- **Task brief**:
Your reply should repeat all records verbatim and contain no images.

- **Supplied material**:

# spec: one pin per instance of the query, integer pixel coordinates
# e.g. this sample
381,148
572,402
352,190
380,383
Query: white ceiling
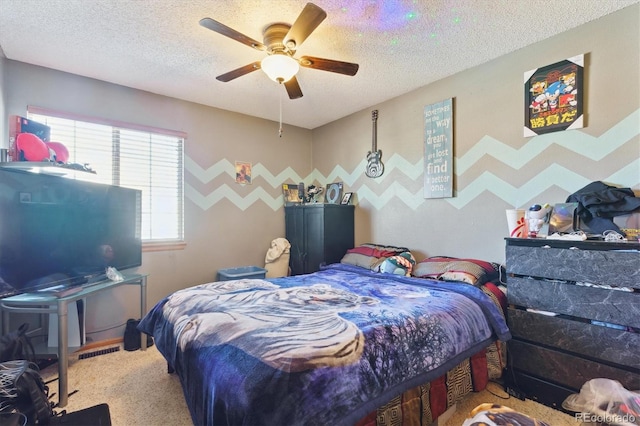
158,45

- **Answer space**:
# spec: one pin per instance of the query, integer pixel coordinates
# e.g. this sample
381,148
572,402
352,190
380,383
Query: white ceiling
158,45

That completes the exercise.